:: Dataset extract

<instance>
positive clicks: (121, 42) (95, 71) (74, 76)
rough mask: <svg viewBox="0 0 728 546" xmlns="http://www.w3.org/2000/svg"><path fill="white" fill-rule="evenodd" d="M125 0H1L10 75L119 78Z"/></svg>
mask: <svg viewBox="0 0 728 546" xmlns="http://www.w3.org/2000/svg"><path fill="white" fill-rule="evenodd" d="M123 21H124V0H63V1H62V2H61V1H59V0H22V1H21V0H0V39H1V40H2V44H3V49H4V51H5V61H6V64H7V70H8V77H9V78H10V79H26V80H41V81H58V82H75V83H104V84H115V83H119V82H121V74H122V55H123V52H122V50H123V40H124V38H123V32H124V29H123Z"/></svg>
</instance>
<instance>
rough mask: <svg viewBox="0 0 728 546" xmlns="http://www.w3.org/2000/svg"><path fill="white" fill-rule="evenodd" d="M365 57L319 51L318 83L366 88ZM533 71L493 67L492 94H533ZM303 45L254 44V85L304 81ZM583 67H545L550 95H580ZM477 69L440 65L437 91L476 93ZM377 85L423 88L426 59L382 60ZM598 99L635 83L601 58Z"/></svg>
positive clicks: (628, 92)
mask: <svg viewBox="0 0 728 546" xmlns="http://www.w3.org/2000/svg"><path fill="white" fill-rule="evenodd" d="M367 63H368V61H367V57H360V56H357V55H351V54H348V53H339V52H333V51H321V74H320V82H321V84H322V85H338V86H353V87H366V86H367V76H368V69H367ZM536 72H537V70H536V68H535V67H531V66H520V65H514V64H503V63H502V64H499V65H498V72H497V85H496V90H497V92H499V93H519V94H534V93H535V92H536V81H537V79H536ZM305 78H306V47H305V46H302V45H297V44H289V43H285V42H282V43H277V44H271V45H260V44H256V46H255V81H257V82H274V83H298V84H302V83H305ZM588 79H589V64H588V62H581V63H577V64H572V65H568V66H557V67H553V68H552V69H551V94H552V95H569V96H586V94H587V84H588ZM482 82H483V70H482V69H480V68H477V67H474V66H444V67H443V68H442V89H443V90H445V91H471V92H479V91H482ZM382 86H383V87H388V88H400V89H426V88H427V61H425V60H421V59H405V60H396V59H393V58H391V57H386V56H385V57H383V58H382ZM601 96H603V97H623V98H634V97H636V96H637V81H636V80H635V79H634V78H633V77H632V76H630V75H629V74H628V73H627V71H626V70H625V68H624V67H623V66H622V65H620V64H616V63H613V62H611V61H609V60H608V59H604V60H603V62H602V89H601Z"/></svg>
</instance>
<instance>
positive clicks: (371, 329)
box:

::::

The entries above need to be transcribed with no differences at all.

<instance>
positive clicks: (121, 42) (95, 71) (74, 76)
rough mask: <svg viewBox="0 0 728 546" xmlns="http://www.w3.org/2000/svg"><path fill="white" fill-rule="evenodd" d="M125 0H1L10 75L119 78Z"/></svg>
mask: <svg viewBox="0 0 728 546" xmlns="http://www.w3.org/2000/svg"><path fill="white" fill-rule="evenodd" d="M123 21H124V0H63V1H62V2H61V1H59V0H22V1H21V0H0V39H1V40H2V44H3V49H4V51H5V61H6V64H7V70H8V77H9V78H10V79H26V80H41V81H58V82H75V83H104V84H115V83H119V82H121V74H122V55H123V52H122V50H123V40H124V38H123V32H124V29H123Z"/></svg>
</instance>
<instance>
rough mask: <svg viewBox="0 0 728 546" xmlns="http://www.w3.org/2000/svg"><path fill="white" fill-rule="evenodd" d="M365 57L319 51L318 83L366 88ZM533 71L493 67L492 94H533ZM303 45L254 44V85L304 81ZM583 67H545L550 95H580ZM477 69L440 65L437 91L476 93ZM377 85L423 88L426 59L382 60ZM598 99L635 83L601 58Z"/></svg>
positive clicks: (628, 92)
mask: <svg viewBox="0 0 728 546" xmlns="http://www.w3.org/2000/svg"><path fill="white" fill-rule="evenodd" d="M367 63H368V61H367V57H360V56H357V55H351V54H348V53H339V52H333V51H321V74H320V82H321V84H322V85H338V86H353V87H366V86H367V76H368V69H367ZM536 72H537V70H536V68H535V67H531V66H520V65H514V64H503V63H502V64H499V65H498V72H497V85H496V90H497V92H499V93H519V94H534V93H535V92H536V81H537V79H536ZM305 78H306V47H305V46H302V45H297V44H289V43H285V42H282V43H277V44H271V45H260V44H256V46H255V81H257V82H274V83H298V84H302V83H305ZM588 79H589V64H588V62H581V63H577V64H572V65H568V66H557V67H553V68H552V69H551V94H552V95H569V96H586V94H587V84H588ZM482 82H483V70H482V69H480V68H477V67H474V66H444V67H443V68H442V89H443V90H445V91H471V92H479V91H482ZM382 86H383V87H388V88H400V89H426V88H427V61H425V60H421V59H405V60H396V59H393V58H391V57H386V56H385V57H383V58H382ZM601 96H603V97H623V98H634V97H636V96H637V81H636V80H635V79H634V78H633V77H632V76H630V75H629V74H628V73H627V71H626V70H625V68H624V67H623V66H622V65H620V64H616V63H613V62H611V61H609V60H608V59H604V60H603V62H602V89H601Z"/></svg>
</instance>
<instance>
positive clicks: (371, 329)
box:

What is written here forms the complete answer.